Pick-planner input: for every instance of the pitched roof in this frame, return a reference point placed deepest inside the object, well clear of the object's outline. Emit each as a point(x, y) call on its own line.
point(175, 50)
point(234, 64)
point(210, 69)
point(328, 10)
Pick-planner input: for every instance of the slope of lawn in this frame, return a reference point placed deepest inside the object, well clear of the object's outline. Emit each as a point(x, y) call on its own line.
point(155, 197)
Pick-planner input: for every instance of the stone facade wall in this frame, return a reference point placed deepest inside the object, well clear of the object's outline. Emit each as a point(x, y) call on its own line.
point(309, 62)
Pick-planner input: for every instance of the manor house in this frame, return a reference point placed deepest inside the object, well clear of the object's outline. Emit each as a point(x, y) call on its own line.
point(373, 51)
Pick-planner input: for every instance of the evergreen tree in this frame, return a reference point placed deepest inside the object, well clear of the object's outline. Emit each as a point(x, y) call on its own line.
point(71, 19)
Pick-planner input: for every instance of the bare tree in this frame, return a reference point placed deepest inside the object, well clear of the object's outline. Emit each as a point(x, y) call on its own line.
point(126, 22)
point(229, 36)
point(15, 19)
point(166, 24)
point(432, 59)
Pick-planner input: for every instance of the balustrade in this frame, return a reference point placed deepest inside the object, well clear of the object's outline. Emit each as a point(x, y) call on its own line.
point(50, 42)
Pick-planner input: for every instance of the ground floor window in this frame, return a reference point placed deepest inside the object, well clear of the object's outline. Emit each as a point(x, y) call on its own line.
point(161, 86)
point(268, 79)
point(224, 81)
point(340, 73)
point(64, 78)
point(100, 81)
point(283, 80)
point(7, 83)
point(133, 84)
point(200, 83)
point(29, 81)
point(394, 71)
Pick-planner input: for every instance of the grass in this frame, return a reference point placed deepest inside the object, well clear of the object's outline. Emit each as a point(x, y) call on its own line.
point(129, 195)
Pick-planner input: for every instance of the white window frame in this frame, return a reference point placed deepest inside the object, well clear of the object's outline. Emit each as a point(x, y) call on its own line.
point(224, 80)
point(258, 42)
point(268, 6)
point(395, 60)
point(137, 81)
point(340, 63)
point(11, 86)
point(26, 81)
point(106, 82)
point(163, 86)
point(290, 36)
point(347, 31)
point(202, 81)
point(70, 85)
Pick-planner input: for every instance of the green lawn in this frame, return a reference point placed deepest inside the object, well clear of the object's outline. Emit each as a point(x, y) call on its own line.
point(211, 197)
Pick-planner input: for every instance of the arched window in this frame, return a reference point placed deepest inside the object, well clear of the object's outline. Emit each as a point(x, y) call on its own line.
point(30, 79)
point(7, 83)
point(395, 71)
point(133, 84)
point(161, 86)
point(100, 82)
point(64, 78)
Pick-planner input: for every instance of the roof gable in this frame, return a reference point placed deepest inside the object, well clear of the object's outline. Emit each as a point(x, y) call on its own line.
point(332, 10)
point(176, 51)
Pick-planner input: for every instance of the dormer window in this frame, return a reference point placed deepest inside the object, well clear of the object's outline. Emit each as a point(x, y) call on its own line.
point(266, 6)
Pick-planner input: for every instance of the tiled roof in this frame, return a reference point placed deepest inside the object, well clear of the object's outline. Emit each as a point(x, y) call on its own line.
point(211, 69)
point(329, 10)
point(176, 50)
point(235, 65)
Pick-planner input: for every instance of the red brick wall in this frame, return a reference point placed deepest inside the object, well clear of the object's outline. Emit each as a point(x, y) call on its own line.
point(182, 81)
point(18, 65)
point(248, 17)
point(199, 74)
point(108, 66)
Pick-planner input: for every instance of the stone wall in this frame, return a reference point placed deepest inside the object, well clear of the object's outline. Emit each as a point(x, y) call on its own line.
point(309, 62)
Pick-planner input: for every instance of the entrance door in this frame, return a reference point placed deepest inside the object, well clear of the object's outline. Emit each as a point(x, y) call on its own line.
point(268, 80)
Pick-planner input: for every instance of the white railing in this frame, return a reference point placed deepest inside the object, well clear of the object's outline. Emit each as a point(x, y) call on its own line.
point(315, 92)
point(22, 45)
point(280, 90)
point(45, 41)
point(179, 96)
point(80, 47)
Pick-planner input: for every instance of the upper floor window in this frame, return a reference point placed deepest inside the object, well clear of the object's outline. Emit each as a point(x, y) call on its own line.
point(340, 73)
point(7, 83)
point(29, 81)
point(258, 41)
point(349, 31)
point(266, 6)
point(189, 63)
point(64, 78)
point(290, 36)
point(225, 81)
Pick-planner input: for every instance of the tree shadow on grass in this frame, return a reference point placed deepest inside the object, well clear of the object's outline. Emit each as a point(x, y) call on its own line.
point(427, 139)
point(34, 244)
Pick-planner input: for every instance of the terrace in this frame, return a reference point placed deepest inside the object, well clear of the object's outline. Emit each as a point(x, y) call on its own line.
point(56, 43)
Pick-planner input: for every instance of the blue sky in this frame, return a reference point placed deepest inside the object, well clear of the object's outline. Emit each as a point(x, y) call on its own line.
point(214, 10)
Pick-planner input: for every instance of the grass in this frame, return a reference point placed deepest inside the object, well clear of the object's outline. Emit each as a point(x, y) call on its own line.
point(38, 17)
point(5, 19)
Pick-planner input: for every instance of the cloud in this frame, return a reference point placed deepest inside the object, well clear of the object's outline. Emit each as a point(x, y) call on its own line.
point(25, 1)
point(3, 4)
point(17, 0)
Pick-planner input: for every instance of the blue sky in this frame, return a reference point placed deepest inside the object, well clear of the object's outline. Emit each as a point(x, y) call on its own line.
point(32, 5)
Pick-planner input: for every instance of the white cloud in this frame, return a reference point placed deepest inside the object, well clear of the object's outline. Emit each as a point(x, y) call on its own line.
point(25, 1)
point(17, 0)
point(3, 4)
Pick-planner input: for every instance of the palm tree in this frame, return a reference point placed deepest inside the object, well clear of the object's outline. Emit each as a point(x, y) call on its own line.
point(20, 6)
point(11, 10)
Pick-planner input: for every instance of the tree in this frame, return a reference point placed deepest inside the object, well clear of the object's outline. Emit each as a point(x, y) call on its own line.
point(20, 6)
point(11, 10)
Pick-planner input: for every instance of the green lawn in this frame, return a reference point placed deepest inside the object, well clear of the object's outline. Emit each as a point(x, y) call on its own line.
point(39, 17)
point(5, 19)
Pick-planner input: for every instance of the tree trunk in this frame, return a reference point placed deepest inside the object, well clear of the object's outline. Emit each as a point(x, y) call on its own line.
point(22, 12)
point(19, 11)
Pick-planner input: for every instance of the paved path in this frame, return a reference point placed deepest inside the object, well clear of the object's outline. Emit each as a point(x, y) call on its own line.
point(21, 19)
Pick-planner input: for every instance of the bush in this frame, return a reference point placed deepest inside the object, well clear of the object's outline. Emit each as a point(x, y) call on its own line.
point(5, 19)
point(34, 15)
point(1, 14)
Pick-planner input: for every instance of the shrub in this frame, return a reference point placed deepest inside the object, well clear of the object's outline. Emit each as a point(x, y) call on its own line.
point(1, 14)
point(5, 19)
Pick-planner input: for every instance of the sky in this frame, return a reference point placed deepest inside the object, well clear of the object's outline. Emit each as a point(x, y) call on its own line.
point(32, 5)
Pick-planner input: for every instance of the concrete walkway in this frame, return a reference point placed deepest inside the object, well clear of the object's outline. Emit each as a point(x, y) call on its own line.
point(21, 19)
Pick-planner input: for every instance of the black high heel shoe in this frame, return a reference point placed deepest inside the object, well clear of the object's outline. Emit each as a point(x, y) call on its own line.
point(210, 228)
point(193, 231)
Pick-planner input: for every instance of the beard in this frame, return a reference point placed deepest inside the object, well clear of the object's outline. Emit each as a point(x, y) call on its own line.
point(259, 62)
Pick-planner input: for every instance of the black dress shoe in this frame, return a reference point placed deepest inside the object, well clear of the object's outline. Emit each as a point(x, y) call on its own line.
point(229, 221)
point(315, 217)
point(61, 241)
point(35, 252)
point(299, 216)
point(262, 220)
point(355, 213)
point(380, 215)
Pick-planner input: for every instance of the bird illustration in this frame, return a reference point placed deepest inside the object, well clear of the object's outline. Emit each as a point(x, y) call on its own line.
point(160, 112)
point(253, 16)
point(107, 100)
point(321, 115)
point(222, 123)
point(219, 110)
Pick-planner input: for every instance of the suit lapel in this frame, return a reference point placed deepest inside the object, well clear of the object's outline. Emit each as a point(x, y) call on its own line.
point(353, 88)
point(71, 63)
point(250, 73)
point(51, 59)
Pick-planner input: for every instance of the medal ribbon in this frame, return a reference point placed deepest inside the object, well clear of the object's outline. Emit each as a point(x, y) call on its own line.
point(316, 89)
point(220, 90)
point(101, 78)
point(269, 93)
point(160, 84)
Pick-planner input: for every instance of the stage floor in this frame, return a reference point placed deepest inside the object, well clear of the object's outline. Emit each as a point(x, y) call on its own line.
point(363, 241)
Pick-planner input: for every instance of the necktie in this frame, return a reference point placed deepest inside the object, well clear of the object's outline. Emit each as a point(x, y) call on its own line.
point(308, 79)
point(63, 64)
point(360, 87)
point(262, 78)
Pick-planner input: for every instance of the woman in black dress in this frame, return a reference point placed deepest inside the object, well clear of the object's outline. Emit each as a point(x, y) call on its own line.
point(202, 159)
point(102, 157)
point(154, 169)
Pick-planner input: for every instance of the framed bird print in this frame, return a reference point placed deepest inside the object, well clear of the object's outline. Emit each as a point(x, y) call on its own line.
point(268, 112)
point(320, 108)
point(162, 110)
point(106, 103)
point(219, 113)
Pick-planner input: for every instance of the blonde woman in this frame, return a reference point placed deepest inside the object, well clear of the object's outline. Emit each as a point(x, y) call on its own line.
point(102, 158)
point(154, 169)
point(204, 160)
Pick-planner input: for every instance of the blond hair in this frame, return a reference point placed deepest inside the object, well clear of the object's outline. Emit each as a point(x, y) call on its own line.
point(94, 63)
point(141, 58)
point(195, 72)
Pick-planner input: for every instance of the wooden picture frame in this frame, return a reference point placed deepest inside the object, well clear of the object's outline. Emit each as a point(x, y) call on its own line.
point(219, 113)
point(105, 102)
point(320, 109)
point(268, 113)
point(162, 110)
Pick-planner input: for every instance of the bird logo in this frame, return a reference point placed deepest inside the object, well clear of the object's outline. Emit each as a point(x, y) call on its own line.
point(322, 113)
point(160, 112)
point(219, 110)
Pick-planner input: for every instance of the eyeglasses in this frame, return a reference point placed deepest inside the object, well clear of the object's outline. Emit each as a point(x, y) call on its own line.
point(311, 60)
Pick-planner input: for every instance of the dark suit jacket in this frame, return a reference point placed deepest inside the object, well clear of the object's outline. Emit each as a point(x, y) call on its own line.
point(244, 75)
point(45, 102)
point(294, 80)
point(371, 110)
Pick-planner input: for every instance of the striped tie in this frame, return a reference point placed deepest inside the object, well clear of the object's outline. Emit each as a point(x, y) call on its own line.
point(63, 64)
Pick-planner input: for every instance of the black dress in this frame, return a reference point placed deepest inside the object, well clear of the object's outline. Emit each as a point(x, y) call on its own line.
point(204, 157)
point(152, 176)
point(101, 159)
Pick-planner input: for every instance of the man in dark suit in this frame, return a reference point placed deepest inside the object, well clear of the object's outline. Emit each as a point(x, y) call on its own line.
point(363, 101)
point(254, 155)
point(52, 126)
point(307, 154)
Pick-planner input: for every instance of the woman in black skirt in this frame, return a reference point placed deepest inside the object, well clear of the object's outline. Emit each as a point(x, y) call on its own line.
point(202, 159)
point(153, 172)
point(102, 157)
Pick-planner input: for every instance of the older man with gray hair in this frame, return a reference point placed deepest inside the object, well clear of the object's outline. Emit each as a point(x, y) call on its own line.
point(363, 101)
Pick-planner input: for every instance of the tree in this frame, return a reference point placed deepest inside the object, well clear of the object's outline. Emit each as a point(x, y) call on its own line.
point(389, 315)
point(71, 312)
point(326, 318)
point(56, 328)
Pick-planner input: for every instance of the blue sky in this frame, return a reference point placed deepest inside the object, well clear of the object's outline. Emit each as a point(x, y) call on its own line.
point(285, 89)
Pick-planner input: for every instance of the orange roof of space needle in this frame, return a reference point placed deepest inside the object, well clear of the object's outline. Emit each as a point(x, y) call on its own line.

::::::

• **WHAT IS NEEDED**:
Recast the lines from the one containing "Pick-planner input: for every instance of the tree shadow" through the one containing "point(214, 10)", both included, as a Markdown table with the columns Row and Line. Number each line in Row and skip any blank lines.

• **SOLUTION TO THE EXERCISE**:
| Row | Line |
|---|---|
| 1 | Pick-planner input: for every instance of the tree shadow on grass in this frame, return a reference point placed deepest inside the object, well clear of the object's outline. Emit each as a point(x, y) call on its own line. |
| 2 | point(427, 139) |
| 3 | point(34, 244) |
| 4 | Pick-planner input: for every instance of the terrace in this frame, return a reference point placed deepest inside the object, well clear of the object's outline. Emit each as a point(x, y) call on its own line. |
| 5 | point(56, 43) |
| 6 | Pick-planner input: for every instance of the blue sky in this frame, return a reference point placed deepest inside the object, well clear of the object's outline. Emit each as a point(x, y) call on its own line. |
| 7 | point(214, 10) |